Set exercise.
Reproduce the listing below line for line, changing nothing.

>>>

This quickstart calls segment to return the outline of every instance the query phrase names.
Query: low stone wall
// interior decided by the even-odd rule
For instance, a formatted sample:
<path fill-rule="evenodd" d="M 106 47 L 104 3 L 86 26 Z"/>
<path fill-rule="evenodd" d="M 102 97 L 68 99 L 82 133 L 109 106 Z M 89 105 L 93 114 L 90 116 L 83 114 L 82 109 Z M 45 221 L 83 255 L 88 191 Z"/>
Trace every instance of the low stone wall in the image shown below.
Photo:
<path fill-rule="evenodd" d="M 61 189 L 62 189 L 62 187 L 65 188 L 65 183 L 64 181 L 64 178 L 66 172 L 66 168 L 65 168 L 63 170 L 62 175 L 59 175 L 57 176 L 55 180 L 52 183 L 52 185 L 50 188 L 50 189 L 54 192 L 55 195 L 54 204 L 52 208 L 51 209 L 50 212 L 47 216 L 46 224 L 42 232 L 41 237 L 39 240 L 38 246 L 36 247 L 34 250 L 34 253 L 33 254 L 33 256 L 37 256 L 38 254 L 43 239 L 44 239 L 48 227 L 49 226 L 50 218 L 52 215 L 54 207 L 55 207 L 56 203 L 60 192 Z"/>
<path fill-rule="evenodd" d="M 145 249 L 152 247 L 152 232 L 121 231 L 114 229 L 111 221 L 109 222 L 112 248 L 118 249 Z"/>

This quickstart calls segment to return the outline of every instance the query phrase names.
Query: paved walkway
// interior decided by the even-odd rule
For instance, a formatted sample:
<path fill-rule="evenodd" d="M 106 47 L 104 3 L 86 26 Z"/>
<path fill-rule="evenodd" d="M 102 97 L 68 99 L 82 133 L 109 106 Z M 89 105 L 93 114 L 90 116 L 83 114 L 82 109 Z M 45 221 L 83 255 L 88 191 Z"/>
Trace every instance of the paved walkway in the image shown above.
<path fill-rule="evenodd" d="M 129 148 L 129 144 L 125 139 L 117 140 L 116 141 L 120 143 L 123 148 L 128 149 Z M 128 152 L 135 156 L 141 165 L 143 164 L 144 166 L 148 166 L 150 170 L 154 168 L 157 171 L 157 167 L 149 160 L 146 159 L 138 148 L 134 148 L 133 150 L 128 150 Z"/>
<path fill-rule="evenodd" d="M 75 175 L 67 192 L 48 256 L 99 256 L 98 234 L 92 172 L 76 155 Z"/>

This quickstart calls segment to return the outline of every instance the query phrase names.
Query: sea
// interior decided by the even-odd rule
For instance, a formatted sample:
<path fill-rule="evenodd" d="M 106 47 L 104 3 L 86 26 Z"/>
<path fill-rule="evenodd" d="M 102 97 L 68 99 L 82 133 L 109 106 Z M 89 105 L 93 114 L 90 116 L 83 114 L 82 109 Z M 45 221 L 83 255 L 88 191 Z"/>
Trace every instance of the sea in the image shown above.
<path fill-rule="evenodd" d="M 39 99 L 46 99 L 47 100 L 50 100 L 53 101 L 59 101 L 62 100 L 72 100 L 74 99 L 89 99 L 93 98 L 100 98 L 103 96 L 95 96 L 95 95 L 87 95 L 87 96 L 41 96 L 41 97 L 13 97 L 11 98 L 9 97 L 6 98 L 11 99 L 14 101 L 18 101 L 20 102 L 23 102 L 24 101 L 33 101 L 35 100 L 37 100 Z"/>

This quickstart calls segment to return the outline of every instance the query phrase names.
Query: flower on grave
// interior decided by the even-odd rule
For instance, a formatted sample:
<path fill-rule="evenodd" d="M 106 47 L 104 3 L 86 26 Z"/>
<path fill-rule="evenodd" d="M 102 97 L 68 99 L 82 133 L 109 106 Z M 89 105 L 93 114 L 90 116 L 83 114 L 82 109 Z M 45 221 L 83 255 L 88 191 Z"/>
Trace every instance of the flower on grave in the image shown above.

<<<

Solution for this task.
This quickstart calls segment to return the outline of every instance the query phrase names.
Query: low stone wall
// interior decided by the even-odd rule
For instance, a formatted sample:
<path fill-rule="evenodd" d="M 106 47 L 104 3 L 86 26 Z"/>
<path fill-rule="evenodd" d="M 102 97 L 68 99 L 82 133 L 109 106 Z M 89 105 L 93 114 L 90 116 L 83 114 L 82 109 Z M 45 221 L 83 255 L 88 191 Z"/>
Trace every instance of the low stone wall in the image shown below.
Photo:
<path fill-rule="evenodd" d="M 61 189 L 62 189 L 62 187 L 65 188 L 65 183 L 64 181 L 64 178 L 66 172 L 66 168 L 65 168 L 63 170 L 62 175 L 59 175 L 57 176 L 55 180 L 52 183 L 52 185 L 50 188 L 50 189 L 54 192 L 55 195 L 54 204 L 52 208 L 51 209 L 50 212 L 47 216 L 46 224 L 42 232 L 41 237 L 39 240 L 38 246 L 36 247 L 34 250 L 34 253 L 33 254 L 33 256 L 37 256 L 38 254 L 43 239 L 44 239 L 48 227 L 49 226 L 50 218 L 52 215 L 54 207 L 55 207 L 56 203 L 60 192 Z"/>
<path fill-rule="evenodd" d="M 145 249 L 152 247 L 152 232 L 121 231 L 114 229 L 111 221 L 109 222 L 112 248 L 118 249 Z"/>

This quickstart calls segment to return the outline of every instance the query phrase names.
Query: paved walkway
// interior decided by the even-odd rule
For instance, a formatted sample:
<path fill-rule="evenodd" d="M 106 47 L 104 3 L 86 26 Z"/>
<path fill-rule="evenodd" d="M 102 97 L 68 99 L 82 133 L 109 106 Z M 89 105 L 93 114 L 90 116 L 83 114 L 82 109 Z M 45 221 L 83 255 L 88 191 Z"/>
Trace every instance of the paved walkway in the image shown above.
<path fill-rule="evenodd" d="M 129 148 L 129 144 L 125 139 L 117 140 L 116 141 L 120 143 L 123 148 L 128 149 Z M 128 152 L 135 156 L 141 165 L 143 164 L 144 166 L 148 166 L 150 170 L 154 168 L 157 171 L 157 167 L 149 160 L 146 159 L 138 148 L 134 148 L 133 150 L 128 150 Z"/>
<path fill-rule="evenodd" d="M 75 175 L 67 192 L 48 256 L 99 256 L 98 234 L 92 172 L 76 155 Z"/>

This quickstart calls segment to return the outline of every instance the query phrase names.
Query: sea
// interior decided by the even-odd rule
For instance, a formatted sample:
<path fill-rule="evenodd" d="M 106 47 L 104 3 L 86 26 Z"/>
<path fill-rule="evenodd" d="M 102 97 L 68 99 L 82 133 L 109 106 Z M 89 105 L 93 114 L 90 116 L 83 114 L 82 109 Z M 45 221 L 83 255 L 88 191 Z"/>
Trace every instance of the sea in the image shown above.
<path fill-rule="evenodd" d="M 39 99 L 46 99 L 47 100 L 50 100 L 53 101 L 59 101 L 62 100 L 72 100 L 74 99 L 89 99 L 93 98 L 100 98 L 103 96 L 95 96 L 95 95 L 87 95 L 87 96 L 41 96 L 41 97 L 13 97 L 11 98 L 9 97 L 6 98 L 11 99 L 14 101 L 18 101 L 20 102 L 23 102 L 24 101 L 33 101 L 35 100 L 37 100 Z"/>

This quickstart calls segment to return the outline of every instance the query phrase names.
Query: flower on grave
// interior decided by the even-odd rule
For instance, a formatted sample:
<path fill-rule="evenodd" d="M 106 47 L 104 3 L 86 26 Z"/>
<path fill-rule="evenodd" d="M 102 97 L 68 99 L 82 133 L 109 106 Z M 89 105 L 93 114 L 90 116 L 83 114 L 82 109 Z M 45 221 L 83 255 L 88 191 Z"/>
Trace every instance of the flower on grave in the image shown above.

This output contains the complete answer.